Texte extrait =>
Gouvernance

« Apporter le digital aux gestes séculaires du BTP »

Par François Jeanne, publié le 01 octobre 2018

Il a commencé sa carrière sur le « chantier du siècle », celui d’EuroTunnel. Sa passion pour les métiers de la construction est restée intacte et aujourd’hui, comme DSI d’un grand acteur français du secteur, c’est le chantier de la digitalisation qui le motive.

Homme de tempérament, Stéphane Rousseau ? Certainement. Se mettre à courir après 45 ans, jusqu’à finir des marathons, pour ne pas passer à côté d’un beau challenge, n’est pas banal ! Comme l’a été, dès le début de sa carrière de jeune ingénieur sorti de l’ISEN, sa décision de partir de son Nord natal pour s’exiler à Londres. « À une époque où il n’y avait pas encore Erasmus, le challenge était intéressant. Il m’a permis de découvrir l’ambiance d’une start-up qui faisait dans la télévision numérique, mais aussi une ville et une langue. J’ai eu envie d’y rester, et j’ai eu l’opportunité de réaliser mon VSNE* chez Eurotunnel, de l’autre côté du Channel », explique notre homme. Pour une première approche du BTP, le voilà servi : c’est le plus grand chantier du siècle et même sur le plan informatique, tout est à inventer avec, par exemple, la gestion de cartes bancaires multizones ou l’édition des premiers tickets électroniques. « Pendant trois ans, l’ambiance a été survoltée. Comme jeune ingénieur, j’ai eu des responsabilités de projets assez vite », se souvient-il.

Lorsque le rythme se calme, avec retour des équipes d’exploitation sur Calais, Stéphane Rousseau hésite : quitter Londres, vraiment ? La réponse sera positive pour atterrir… à Paris, une autre grande ville, sur un projet de mise en place d’ERP. « Sauf qu’il a été abandonné quelques mois après, avec licenciement à la clé », se rappelle-t-il. Rien de personnel, comme disent ses patrons (américains). La leçon est tout de même rude et Stéphane Rousseau choisit de poser ses valises dans une entreprise où l’IT est au centre du jeu. Ce sera chez HP où il devient responsable d’une équipe d’une vingtaine d’ingénieurs, voyage beaucoup, améliore encore sa pratique de l’anglais et apprécie les projets multiculturels. « À la fin, il m’a tout de même fallu choisir entre une carrière d’expert et celle de manager », justifie notre interlocuteur.

Consigne écrite => Selon le portrait de Stéphane Rousseau, combien d'ingénieurs comptait l'équipe qu'il dirigeait chez HP ?

Entrées d'annotation par coordonnées =>
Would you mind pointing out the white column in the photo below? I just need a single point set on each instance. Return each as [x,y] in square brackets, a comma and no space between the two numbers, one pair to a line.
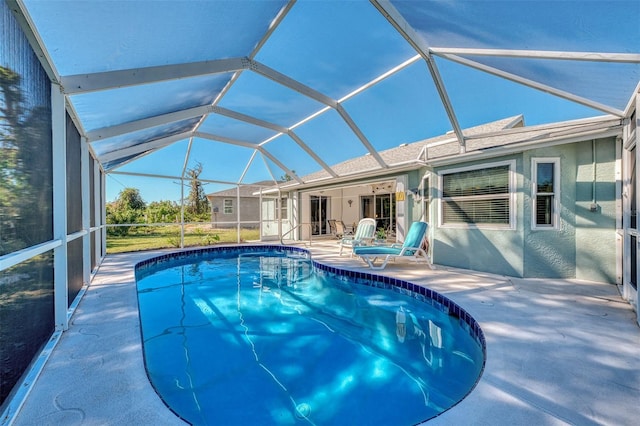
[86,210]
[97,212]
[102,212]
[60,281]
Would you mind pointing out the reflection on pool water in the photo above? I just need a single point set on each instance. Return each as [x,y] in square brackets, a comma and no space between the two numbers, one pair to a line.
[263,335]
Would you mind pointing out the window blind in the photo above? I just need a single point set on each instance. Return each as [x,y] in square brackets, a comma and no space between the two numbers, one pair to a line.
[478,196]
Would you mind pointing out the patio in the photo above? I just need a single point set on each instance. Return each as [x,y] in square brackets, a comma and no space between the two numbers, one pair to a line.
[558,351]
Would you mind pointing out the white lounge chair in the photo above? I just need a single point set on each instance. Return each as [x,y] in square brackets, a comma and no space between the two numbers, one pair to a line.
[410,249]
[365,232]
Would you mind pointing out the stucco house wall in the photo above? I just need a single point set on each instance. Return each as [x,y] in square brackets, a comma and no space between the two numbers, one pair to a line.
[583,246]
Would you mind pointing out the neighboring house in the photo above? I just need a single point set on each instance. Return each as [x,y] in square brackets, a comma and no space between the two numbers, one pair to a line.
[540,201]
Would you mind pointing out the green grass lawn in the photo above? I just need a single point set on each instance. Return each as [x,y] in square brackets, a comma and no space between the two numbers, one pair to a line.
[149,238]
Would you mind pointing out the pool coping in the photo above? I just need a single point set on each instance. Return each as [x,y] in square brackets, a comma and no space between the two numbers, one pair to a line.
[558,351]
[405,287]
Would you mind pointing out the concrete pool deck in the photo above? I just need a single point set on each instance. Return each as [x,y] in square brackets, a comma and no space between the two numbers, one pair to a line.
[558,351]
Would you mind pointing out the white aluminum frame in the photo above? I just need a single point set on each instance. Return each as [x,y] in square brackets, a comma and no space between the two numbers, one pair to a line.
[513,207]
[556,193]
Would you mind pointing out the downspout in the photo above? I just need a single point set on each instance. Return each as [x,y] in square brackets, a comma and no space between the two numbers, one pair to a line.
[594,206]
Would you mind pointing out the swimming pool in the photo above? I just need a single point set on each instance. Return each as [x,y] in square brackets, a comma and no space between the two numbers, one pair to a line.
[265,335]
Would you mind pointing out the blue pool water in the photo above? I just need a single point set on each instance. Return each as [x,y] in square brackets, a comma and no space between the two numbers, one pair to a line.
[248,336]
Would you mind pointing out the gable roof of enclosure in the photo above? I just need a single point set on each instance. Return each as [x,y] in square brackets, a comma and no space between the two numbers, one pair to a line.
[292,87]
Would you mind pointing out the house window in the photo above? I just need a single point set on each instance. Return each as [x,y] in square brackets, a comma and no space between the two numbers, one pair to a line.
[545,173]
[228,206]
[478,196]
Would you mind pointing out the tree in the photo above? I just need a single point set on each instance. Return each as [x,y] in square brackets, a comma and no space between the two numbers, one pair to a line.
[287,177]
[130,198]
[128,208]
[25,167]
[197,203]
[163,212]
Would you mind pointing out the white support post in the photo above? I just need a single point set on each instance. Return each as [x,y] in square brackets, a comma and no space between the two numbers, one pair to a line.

...

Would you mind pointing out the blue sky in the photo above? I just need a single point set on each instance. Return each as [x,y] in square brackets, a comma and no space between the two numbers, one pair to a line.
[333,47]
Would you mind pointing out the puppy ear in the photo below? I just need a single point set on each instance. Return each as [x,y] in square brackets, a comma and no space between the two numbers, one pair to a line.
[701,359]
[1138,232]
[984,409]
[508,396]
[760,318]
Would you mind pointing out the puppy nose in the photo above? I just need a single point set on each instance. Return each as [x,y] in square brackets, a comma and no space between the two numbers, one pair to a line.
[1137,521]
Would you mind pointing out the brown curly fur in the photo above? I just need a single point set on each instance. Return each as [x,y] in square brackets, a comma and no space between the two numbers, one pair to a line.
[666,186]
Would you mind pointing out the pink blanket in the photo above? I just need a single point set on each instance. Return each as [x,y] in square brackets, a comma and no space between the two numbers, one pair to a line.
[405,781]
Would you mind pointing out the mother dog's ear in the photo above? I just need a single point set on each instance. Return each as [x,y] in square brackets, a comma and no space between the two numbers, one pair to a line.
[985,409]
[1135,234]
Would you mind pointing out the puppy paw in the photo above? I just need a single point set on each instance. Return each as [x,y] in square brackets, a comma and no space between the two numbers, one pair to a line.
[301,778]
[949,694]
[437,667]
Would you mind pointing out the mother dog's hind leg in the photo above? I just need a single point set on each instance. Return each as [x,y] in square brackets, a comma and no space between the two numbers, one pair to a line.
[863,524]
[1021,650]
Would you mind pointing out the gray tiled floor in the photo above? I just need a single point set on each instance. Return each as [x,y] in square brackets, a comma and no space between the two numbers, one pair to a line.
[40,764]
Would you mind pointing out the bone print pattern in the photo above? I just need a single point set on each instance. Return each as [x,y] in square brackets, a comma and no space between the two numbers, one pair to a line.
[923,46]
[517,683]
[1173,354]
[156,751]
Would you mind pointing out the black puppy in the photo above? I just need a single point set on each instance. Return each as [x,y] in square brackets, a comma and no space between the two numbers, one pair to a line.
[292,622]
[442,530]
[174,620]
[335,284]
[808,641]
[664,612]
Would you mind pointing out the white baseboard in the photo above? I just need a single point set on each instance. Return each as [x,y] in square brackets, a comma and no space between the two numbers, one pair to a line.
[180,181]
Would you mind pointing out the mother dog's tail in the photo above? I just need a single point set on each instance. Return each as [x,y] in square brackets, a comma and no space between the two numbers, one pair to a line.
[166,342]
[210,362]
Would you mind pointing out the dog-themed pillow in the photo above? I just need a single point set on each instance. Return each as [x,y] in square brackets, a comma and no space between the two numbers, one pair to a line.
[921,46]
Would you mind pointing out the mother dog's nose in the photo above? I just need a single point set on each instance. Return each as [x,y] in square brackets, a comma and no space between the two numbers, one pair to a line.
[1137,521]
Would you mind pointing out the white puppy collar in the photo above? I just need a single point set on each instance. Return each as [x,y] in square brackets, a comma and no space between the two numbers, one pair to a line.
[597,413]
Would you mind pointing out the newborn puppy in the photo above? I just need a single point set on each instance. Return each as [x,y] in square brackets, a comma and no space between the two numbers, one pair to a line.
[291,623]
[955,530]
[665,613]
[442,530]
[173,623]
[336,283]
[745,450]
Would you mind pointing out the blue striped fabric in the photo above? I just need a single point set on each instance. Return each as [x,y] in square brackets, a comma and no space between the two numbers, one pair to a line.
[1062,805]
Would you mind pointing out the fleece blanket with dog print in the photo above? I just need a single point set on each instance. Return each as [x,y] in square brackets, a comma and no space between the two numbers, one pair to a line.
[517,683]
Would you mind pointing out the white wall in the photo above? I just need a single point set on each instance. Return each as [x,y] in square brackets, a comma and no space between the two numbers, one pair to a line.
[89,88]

---

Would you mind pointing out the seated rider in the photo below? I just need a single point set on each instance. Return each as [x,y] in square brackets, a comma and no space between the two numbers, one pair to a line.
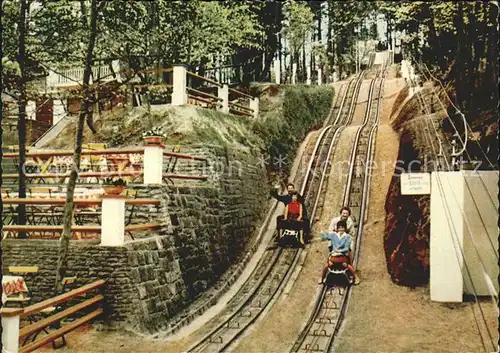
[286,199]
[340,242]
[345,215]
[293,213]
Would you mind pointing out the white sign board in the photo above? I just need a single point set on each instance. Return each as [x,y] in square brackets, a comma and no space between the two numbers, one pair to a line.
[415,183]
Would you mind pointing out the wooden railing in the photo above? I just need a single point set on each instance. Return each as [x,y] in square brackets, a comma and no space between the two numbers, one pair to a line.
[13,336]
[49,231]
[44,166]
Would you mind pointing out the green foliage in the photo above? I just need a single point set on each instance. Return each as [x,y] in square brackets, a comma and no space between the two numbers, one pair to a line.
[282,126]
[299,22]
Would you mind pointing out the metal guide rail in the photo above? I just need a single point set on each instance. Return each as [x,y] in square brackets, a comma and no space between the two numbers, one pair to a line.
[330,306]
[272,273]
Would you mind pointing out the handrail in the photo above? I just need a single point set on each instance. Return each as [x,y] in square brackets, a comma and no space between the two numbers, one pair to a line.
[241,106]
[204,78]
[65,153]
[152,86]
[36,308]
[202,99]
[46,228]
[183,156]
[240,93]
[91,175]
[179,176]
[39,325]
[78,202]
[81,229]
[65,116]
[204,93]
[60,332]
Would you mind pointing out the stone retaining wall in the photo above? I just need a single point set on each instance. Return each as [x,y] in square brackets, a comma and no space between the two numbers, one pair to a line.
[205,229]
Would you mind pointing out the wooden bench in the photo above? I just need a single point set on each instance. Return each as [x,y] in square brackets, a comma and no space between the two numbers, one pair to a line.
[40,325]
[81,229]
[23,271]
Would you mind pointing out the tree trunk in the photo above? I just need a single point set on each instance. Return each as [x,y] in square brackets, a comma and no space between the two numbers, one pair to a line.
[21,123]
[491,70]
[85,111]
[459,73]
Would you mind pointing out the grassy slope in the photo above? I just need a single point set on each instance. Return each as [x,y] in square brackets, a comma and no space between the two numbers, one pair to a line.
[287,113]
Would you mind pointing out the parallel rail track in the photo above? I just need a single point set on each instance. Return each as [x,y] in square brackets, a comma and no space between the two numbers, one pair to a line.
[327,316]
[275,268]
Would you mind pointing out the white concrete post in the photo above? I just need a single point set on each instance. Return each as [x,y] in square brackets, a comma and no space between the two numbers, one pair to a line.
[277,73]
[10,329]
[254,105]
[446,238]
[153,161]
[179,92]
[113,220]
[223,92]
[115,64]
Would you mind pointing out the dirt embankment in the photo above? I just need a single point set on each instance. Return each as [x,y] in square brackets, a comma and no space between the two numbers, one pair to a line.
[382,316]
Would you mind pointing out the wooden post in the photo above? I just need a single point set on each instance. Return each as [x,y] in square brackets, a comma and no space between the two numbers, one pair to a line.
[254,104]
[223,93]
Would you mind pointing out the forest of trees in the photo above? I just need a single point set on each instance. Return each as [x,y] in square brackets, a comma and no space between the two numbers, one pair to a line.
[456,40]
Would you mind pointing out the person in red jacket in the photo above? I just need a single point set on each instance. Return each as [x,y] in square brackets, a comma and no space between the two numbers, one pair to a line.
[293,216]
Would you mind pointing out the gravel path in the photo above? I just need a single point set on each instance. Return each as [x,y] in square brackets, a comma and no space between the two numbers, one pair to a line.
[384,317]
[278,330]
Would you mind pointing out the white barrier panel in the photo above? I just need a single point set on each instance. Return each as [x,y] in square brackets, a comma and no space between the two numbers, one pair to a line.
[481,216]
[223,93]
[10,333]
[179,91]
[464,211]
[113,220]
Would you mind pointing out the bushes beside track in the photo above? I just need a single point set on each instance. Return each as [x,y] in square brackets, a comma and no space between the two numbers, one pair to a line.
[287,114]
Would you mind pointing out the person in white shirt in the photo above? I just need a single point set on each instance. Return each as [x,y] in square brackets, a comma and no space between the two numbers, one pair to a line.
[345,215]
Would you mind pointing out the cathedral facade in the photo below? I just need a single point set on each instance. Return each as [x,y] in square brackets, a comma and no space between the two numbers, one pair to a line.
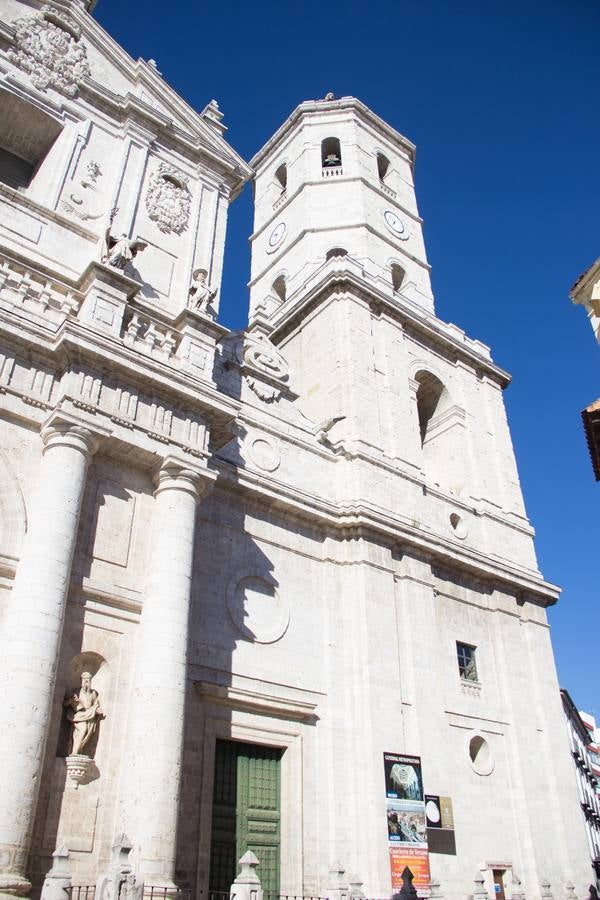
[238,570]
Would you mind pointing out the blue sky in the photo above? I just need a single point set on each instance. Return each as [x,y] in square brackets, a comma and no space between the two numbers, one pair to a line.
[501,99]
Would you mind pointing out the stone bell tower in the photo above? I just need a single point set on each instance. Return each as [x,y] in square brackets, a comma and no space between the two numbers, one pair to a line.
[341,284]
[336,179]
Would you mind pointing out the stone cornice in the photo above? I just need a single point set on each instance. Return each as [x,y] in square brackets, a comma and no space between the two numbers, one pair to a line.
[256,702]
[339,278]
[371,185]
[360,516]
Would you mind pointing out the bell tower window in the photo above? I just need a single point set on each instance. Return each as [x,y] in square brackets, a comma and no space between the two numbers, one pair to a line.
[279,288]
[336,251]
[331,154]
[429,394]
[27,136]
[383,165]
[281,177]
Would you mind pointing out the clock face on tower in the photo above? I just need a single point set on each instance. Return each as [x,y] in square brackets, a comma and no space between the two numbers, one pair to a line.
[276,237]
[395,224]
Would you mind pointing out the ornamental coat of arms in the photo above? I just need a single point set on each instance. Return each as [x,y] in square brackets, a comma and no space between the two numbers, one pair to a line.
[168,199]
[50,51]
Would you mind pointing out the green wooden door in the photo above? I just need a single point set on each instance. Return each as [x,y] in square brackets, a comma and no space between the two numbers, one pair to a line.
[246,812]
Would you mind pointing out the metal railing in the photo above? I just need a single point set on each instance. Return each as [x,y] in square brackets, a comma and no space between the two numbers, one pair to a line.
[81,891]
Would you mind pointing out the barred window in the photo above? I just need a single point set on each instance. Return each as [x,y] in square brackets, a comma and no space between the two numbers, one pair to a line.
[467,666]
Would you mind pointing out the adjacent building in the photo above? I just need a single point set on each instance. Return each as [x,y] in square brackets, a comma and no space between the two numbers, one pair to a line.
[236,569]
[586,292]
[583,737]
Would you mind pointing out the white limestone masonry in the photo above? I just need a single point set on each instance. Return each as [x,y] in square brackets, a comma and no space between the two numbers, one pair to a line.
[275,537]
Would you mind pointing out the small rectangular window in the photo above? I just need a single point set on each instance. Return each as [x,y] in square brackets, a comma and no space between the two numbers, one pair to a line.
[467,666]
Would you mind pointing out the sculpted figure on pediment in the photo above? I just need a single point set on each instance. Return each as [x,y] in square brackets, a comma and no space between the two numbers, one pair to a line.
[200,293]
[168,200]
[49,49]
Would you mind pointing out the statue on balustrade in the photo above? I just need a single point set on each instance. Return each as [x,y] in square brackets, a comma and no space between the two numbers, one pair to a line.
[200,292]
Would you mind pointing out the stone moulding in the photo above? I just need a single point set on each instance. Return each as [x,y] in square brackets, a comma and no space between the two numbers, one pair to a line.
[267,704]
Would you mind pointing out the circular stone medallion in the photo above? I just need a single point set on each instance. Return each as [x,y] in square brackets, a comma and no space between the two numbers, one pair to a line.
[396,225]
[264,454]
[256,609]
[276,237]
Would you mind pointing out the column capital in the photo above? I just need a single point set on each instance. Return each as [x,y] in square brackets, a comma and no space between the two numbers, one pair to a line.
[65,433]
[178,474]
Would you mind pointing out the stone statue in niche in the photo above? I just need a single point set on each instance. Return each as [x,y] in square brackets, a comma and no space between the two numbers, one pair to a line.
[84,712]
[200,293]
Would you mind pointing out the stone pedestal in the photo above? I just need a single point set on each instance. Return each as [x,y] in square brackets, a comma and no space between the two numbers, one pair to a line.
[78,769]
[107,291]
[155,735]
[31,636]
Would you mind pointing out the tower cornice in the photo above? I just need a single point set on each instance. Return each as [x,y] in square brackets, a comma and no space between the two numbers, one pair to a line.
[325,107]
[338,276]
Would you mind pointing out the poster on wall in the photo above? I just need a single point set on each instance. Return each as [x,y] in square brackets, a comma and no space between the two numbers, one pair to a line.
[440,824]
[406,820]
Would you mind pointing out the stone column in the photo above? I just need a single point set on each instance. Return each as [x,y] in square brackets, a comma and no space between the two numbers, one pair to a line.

Le résultat => Son équipe comptait une vingtaine d'ingénieurs.